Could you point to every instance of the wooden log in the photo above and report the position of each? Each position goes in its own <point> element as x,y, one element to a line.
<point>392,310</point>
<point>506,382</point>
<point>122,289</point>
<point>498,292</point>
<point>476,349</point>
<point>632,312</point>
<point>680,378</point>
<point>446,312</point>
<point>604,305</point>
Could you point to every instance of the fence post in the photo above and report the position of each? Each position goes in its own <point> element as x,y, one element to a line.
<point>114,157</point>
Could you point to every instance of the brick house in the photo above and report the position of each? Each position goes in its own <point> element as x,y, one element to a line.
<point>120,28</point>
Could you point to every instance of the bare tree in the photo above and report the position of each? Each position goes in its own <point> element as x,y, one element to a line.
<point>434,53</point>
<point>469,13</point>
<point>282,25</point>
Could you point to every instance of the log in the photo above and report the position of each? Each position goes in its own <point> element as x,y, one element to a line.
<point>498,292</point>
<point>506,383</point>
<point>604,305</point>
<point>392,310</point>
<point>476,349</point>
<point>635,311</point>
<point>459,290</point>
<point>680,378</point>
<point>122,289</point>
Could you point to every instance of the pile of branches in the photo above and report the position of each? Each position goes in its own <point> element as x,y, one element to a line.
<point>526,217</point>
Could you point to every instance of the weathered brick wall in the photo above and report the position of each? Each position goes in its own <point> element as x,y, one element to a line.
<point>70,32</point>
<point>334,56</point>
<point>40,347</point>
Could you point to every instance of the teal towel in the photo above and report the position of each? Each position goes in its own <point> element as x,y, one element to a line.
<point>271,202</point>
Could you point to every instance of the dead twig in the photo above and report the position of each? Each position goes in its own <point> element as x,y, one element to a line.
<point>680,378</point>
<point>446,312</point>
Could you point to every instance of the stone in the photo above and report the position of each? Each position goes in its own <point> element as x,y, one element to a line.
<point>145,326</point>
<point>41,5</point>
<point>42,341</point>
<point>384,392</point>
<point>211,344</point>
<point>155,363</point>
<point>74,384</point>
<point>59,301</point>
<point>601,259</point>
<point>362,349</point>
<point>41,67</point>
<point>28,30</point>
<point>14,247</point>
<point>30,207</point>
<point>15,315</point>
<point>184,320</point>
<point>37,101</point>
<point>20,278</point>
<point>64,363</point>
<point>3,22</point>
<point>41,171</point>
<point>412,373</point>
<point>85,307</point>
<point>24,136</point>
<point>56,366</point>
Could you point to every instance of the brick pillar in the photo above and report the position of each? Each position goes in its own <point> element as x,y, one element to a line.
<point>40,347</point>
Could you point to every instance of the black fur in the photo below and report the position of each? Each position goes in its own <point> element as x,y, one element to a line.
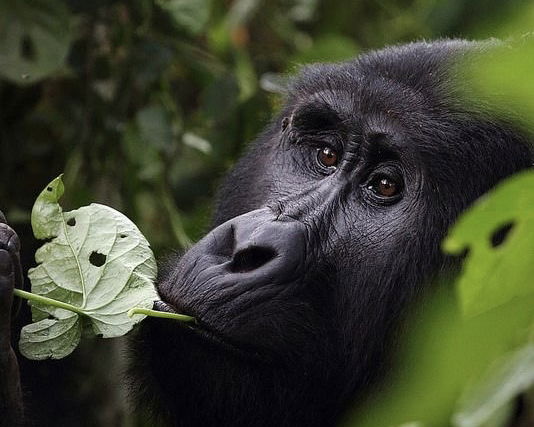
<point>291,337</point>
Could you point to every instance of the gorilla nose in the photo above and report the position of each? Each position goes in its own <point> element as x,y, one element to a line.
<point>258,239</point>
<point>257,242</point>
<point>251,258</point>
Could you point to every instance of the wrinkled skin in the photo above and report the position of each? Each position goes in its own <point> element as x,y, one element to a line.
<point>324,233</point>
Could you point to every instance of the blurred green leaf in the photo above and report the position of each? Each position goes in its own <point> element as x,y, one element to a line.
<point>34,39</point>
<point>155,126</point>
<point>504,73</point>
<point>499,233</point>
<point>512,376</point>
<point>328,48</point>
<point>190,15</point>
<point>198,143</point>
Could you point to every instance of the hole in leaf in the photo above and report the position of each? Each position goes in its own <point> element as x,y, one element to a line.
<point>27,48</point>
<point>499,236</point>
<point>97,259</point>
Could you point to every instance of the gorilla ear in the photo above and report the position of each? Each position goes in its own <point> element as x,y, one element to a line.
<point>275,83</point>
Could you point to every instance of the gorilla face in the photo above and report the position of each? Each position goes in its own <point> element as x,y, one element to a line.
<point>324,232</point>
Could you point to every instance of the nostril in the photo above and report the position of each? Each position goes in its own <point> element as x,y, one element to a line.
<point>251,258</point>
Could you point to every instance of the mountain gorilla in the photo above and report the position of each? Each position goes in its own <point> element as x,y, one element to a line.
<point>327,228</point>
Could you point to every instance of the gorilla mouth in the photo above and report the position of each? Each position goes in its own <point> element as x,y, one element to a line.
<point>210,335</point>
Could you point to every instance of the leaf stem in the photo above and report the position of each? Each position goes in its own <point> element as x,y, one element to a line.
<point>161,314</point>
<point>48,301</point>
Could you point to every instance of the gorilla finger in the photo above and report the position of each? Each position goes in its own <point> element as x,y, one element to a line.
<point>7,279</point>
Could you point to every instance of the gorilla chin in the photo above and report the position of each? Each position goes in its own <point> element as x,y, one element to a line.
<point>327,229</point>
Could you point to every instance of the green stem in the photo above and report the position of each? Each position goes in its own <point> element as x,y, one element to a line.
<point>48,301</point>
<point>136,310</point>
<point>161,314</point>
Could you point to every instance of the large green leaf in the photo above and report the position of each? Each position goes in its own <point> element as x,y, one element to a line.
<point>97,263</point>
<point>499,234</point>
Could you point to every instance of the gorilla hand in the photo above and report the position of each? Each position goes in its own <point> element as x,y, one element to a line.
<point>11,410</point>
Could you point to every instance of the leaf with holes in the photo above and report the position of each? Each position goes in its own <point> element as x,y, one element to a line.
<point>498,233</point>
<point>96,265</point>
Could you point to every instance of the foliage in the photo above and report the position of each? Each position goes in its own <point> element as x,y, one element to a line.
<point>469,356</point>
<point>145,104</point>
<point>93,269</point>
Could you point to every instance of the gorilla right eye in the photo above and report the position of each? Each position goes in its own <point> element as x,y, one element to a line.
<point>327,157</point>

Problem description:
Only the listing above, set down exactly and without pictures, belongs in the answer.

Exercise solution:
Could you point to every instance of the wooden log in the photo above and report the position of each? Each position goes in its own <point> element as x,y, one element to a line.
<point>392,310</point>
<point>506,382</point>
<point>122,289</point>
<point>498,292</point>
<point>476,349</point>
<point>632,312</point>
<point>680,378</point>
<point>446,312</point>
<point>604,305</point>
Could you point to every instance of the fence post in the photo above and report the position of each? Each position goes in its own <point> element as x,y, one element to a line.
<point>114,157</point>
Could you point to every instance of the brick house in the photo above and report the position of each? Each position goes in its own <point> element as x,y, one element to a line.
<point>120,28</point>
Could you point to every instance of the bare tree in the photo above and report the position of each? Each position goes in its own <point> element as x,y, one element to a line.
<point>434,53</point>
<point>469,13</point>
<point>282,25</point>
Could you point to every instance of the log in the photo above and report the position of each? Each position goes in its own <point> element as x,y, one element to a line.
<point>498,292</point>
<point>506,383</point>
<point>604,305</point>
<point>392,310</point>
<point>476,349</point>
<point>635,311</point>
<point>459,290</point>
<point>680,378</point>
<point>122,289</point>
Could you point to every instance of the pile of branches in the photo above and report the position of each? Each position goes in its own <point> element as x,y, one element to a line.
<point>526,217</point>
Could you point to every instance of the weathered brick wall in the photo above and report the position of each? Each position goes in its own <point> element as x,y, one element to a line.
<point>70,32</point>
<point>334,56</point>
<point>40,347</point>
Could you point to every instance of the teal towel in the photo above and report the position of each? Each position goes in its own <point> element as x,y, one element to a line.
<point>271,202</point>
Could you point to every instance of the dead twig in the photo above and report the position of each? Each position goes in its own <point> element as x,y, one element to a line.
<point>680,378</point>
<point>446,312</point>
Could you point to every instance of the stone in the photo above and report the position of each? Each position goes in its own <point> element as x,y, one element to a line.
<point>145,326</point>
<point>41,5</point>
<point>42,341</point>
<point>384,392</point>
<point>211,344</point>
<point>155,363</point>
<point>74,384</point>
<point>59,301</point>
<point>601,259</point>
<point>362,349</point>
<point>41,67</point>
<point>28,30</point>
<point>14,247</point>
<point>30,207</point>
<point>15,315</point>
<point>184,320</point>
<point>37,101</point>
<point>20,278</point>
<point>64,363</point>
<point>3,22</point>
<point>41,171</point>
<point>412,373</point>
<point>85,307</point>
<point>24,136</point>
<point>56,366</point>
Could you point to every instance of the brick pillar in the photo above and report the position of each? Each position goes in its own <point> element as x,y, one element to a line.
<point>40,347</point>
Could you point to every instance of the black fur in the photo below and report the position of each? Each position goes in its own <point> element as x,y, one element to a line.
<point>291,337</point>
Could you point to every instance of the gorilla nose in the photo above and report the position of each? Each position goes in its own <point> element as x,y, one element to a line.
<point>258,239</point>
<point>257,242</point>
<point>251,258</point>
Could you point to every instance of the wrinkled skin in the photo above and report the position of each? Each position goes in its own <point> element as x,y, one element to a line.
<point>324,233</point>
Could you point to every instance of the blurred green leaf in the photo above and report the position of each? Each position goes in its own <point> element as x,y, one element to a line.
<point>34,39</point>
<point>155,126</point>
<point>504,73</point>
<point>499,233</point>
<point>512,376</point>
<point>328,48</point>
<point>190,15</point>
<point>198,143</point>
Could you point to every instance of the hole in leaf in the photo above and report the position of each? Each position goes in its own <point> element as x,y, one element to a line.
<point>27,48</point>
<point>499,236</point>
<point>97,259</point>
Could you point to every instance of the gorilla ear in the photo above and report the position of each? Each position goes in its own <point> element as x,y, one element to a line.
<point>275,83</point>
Could you point to every instance of the gorilla face in the photo above and report the position of each? Each position goes in its own <point> element as x,y, one element to a line.
<point>324,232</point>
Could you point to every instance of the nostril in the photo above and report the position of each? Each position goes in its own <point> element as x,y, one element to a line.
<point>251,258</point>
Could you point to every instance of the mountain gorilla in the photo above and report the position of each? Each position goes in its own <point> element as x,y, one element to a line.
<point>327,228</point>
Could you point to every instance of the gorilla mouth in the photo above and report the position of each? Each position goes in its own <point> element as x,y, one element to a line.
<point>210,335</point>
Could you point to every instance of the leaf stem in the photo above and report the position of each? Each position goes in its own <point> element as x,y, one element to a line.
<point>161,314</point>
<point>48,301</point>
Could you point to every instance of the gorilla finger in the photo above and report the position of each? Each position goes in its own <point> element as x,y, one element to a line.
<point>7,279</point>
Could you point to every instance of the gorilla chin in the photo above and report the position of each? Each position goes in its own <point> element as x,y, one element to a line.
<point>327,229</point>
Could you point to every instance of the green stem in the photo above and report the position of each? Each position goes in its own <point> element as x,y, one element to a line.
<point>48,301</point>
<point>136,310</point>
<point>161,314</point>
Could you point to every instance of the large green leaf in the photo above and report the position of each? Each position goes in its own <point> element as x,y, one element to a line.
<point>97,263</point>
<point>499,234</point>
Could you point to every instance of the gorilla hand in the photo above and report the position of each? Each position goes in its own <point> element as x,y, one element to a line.
<point>11,410</point>
Could you point to every instance of the leaf with holes in the photo above and report the position of each? Each position goes in its own <point> element as x,y, one element to a line.
<point>498,233</point>
<point>96,265</point>
Could you point to every instance of the foliage in the photo above and report the position of each? Each position goes in its own <point> element as x,y, one element to a line.
<point>469,356</point>
<point>145,104</point>
<point>93,269</point>
Could you point to every instance of the gorilla right eye in the photo above and report the position of each? Each position goes in its own <point> element as x,y, one element to a line.
<point>327,157</point>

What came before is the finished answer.